§ **Excerpt provided**:

════════════════════

And this is a picture when we go back to our when we go after that. And then we go back to the village. The students teach us how to make mapping and this is my cousin. My cousin.. Fortunately, I found her. She joined me and this is at I think at the workshop in the 2018. The winter is very special because that night is southern in snow in the weather is very cold. And this is the other day where you can see the snow in the village. So I want to share some photos. This same year teacher Daya invited us to Philippines. We went to a field where we were doing some archaeology, something, something works. Only one photo, sorry. And the last year, I think it's 2019. The Philippines partners, they came to visit our village, and you can see our elders and our people in the community. We are listening, we exchange our experience and our young, the one wearing a black jacket is a young man from our village. They introduce our village to the audience, to our friends from the Philippines and the teachers and students. This is me working with my partners. We are doing a map. We have to do 20 maps by our own. These are all white and we are coloring the maps. And this is a whole territory of Sqoyaw. Yeah. So we spend four months. When I make a film, I want to practice. I don't want to just to talk. I don't want to just read. I don't want to just listen. I want to feel. I want to get myself into.
Justin Dunnavant: Into the community. Yeah, I see that.
Sayun Simung: Yeah, I feel so. Sorry.
Justin Dunnavant: Thank you. Thank you so much for sharing.

════════════════════

§ **Task requirements**:
1 - According to the transcript, how many maps did the speaker and partners have to make on their own?
2 - Transcribe the transcript word for word, from "Justin Dunnavant: Into" up to and including "much for sharing.".

════════════════════

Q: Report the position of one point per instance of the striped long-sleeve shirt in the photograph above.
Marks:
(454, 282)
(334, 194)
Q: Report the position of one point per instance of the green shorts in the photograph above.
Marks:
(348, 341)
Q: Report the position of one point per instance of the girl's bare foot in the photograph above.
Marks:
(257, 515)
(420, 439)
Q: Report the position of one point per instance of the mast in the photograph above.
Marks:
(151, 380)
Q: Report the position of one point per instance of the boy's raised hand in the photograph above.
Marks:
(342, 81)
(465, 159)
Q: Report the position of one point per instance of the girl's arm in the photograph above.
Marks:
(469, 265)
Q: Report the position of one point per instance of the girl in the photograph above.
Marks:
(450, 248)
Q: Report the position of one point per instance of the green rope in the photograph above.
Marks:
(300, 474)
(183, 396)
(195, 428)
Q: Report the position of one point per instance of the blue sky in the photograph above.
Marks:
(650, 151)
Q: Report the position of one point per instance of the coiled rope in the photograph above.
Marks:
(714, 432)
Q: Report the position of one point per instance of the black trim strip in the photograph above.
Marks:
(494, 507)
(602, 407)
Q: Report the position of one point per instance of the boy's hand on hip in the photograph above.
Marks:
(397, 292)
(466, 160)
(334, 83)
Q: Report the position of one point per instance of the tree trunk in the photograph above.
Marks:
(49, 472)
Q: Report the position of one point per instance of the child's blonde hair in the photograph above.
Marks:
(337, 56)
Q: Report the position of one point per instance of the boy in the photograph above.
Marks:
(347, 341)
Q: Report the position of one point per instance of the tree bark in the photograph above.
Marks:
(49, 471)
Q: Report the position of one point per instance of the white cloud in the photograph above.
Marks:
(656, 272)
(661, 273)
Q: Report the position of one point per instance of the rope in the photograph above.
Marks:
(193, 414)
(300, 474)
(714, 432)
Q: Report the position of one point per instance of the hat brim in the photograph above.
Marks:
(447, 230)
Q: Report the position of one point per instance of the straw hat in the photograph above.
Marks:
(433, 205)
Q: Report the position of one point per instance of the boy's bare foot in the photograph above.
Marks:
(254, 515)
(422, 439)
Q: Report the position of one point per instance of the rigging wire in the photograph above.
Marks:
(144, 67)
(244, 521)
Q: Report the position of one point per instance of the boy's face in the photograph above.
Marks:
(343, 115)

════════════════════

§ **Task-by-task outputs**:
1 - They had to make 20 maps on their own.

2 -
Justin Dunnavant: Into the community. Yeah, I see that.
Sayun Simung: Yeah, I feel so. Sorry.
Justin Dunnavant: Thank you. Thank you so much for sharing.